== Segment start ==

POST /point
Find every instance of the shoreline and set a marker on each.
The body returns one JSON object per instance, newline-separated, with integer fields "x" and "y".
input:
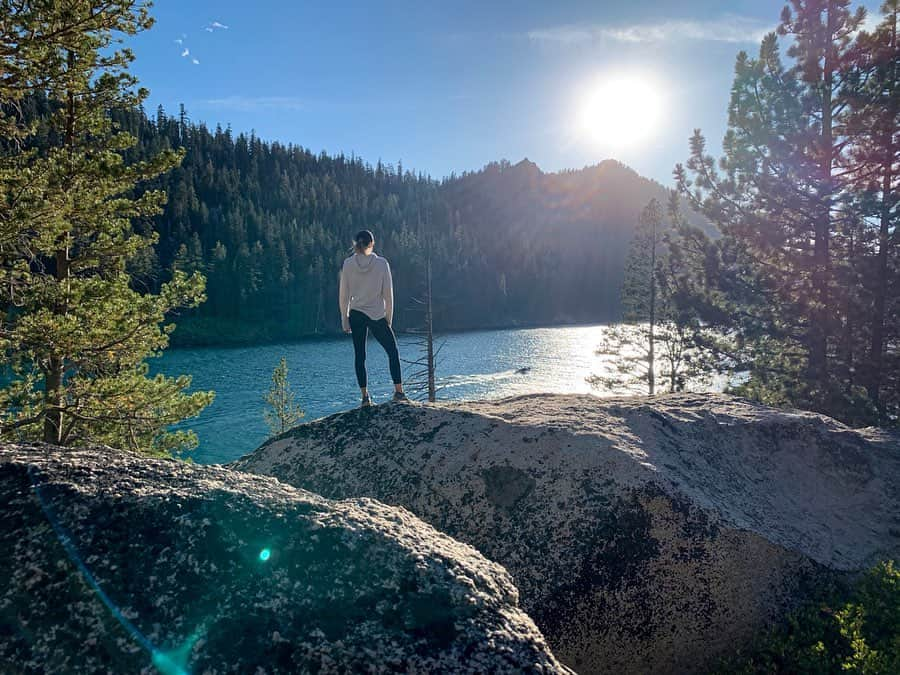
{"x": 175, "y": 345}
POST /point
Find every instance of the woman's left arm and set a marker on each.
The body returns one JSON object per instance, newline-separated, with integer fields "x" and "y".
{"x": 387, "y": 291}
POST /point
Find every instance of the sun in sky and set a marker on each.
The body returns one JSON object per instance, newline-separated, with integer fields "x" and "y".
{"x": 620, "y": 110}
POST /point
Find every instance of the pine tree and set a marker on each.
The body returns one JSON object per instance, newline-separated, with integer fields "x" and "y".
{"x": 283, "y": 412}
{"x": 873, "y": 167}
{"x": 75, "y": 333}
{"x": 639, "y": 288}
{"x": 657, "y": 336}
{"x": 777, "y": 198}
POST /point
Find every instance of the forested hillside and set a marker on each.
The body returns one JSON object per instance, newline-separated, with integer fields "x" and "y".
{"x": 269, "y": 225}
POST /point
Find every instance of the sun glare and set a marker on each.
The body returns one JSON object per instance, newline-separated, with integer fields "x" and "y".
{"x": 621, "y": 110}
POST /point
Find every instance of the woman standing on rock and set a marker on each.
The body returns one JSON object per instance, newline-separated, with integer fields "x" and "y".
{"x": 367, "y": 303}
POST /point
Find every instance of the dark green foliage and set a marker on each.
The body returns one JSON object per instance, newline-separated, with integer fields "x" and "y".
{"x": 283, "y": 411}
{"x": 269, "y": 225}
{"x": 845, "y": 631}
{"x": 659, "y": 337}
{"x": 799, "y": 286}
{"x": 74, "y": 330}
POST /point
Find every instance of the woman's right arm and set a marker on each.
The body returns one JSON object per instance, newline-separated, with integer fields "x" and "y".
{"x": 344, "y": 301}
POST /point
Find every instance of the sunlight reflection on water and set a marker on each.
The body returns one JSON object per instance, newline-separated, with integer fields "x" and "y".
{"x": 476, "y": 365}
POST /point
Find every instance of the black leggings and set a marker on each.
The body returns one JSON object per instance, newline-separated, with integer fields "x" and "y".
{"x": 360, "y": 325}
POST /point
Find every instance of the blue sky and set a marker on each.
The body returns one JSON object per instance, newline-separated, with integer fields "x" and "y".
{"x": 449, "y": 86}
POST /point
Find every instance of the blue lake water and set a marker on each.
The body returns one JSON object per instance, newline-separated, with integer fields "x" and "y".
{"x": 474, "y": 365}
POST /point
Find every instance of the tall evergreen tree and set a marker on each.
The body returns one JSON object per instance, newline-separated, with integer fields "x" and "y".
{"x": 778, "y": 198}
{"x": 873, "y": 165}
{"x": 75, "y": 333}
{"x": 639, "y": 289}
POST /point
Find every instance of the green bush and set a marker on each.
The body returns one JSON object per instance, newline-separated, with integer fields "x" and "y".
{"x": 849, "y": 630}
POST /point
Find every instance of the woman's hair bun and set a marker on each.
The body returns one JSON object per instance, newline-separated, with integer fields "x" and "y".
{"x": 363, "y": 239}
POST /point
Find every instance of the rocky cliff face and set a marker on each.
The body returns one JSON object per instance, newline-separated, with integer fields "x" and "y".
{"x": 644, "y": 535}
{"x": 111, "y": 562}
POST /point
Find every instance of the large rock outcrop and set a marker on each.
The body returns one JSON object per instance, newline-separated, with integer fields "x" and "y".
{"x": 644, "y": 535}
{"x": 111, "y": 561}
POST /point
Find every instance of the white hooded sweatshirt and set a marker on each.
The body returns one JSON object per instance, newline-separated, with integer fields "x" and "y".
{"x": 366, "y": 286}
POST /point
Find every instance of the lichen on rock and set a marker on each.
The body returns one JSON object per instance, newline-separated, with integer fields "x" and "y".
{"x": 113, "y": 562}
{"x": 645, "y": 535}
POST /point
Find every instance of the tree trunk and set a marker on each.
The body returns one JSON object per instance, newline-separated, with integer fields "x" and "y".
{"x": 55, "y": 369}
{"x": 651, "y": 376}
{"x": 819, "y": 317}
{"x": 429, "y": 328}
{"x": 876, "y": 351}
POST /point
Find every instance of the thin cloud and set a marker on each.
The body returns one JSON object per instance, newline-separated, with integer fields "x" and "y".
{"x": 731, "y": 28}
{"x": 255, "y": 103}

== Segment end ==
== Segment start ==

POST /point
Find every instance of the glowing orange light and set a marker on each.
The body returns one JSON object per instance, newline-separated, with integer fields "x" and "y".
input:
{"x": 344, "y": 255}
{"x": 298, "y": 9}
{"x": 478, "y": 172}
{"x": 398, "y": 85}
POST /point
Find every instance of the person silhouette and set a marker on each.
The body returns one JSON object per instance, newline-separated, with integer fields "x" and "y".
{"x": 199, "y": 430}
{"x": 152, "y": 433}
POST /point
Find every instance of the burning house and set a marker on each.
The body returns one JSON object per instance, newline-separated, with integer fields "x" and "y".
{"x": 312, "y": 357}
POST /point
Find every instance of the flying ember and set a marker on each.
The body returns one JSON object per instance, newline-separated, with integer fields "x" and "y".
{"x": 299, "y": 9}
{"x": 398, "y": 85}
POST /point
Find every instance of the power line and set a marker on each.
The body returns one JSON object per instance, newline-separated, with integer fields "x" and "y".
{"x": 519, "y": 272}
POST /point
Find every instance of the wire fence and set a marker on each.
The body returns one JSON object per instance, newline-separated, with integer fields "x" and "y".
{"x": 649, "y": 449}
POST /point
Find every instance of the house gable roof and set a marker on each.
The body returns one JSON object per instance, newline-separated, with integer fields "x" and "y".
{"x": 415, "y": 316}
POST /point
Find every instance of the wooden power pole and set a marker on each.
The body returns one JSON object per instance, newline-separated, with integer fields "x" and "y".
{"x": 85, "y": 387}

== Segment end ==

** PROBLEM **
Every line above from the line with "Find every instance of the sun in" to the line with "Find every instance of the black", both included, must be reproduced exactly, and no other line may appear.

** RESPONSE BOX **
Find every instance of the sun in sky and set a marker on each.
The body returns one JSON object per instance, newline-separated, with integer fields "x" and "y".
{"x": 620, "y": 110}
POST /point
Find every instance of the pine tree and set a marker on each.
The body returns one JSON object per instance, newline-separated, with integer fields "x" and "y".
{"x": 283, "y": 412}
{"x": 873, "y": 167}
{"x": 75, "y": 333}
{"x": 639, "y": 288}
{"x": 657, "y": 336}
{"x": 777, "y": 198}
POST /point
Find every instance of the forested hillside and set a marker on each.
The body returns one JSON object per instance, newline-separated, with integer fields "x" and "y".
{"x": 269, "y": 225}
POST /point
Find every instance of the sun glare and set a marker on each.
The body returns one JSON object per instance, newline-separated, with integer fields "x" and "y".
{"x": 621, "y": 110}
POST /point
Find every instance of the woman standing on rock and set a marker on each.
The body returns one JSON object per instance, newline-separated, with integer fields "x" and "y".
{"x": 367, "y": 303}
POST /point
Find every instance of the dark green foliage and set a marker on each.
The body returns one JSON object per instance, newline-separated, with integer fields "x" and "y".
{"x": 283, "y": 411}
{"x": 269, "y": 225}
{"x": 845, "y": 631}
{"x": 659, "y": 337}
{"x": 799, "y": 286}
{"x": 74, "y": 330}
POST /point
Find every instance of the woman's right arm and set a marker on each.
The body returns one JSON object per instance, newline-separated, with integer fields "x" and "y".
{"x": 344, "y": 301}
POST /point
Find every instance of the sunlight reflection on water and set a marker on each.
The body returns one JSON object per instance, newline-separated, with integer fields "x" and "y".
{"x": 476, "y": 365}
POST /point
Find every instance of the black leggings and set a marker on each.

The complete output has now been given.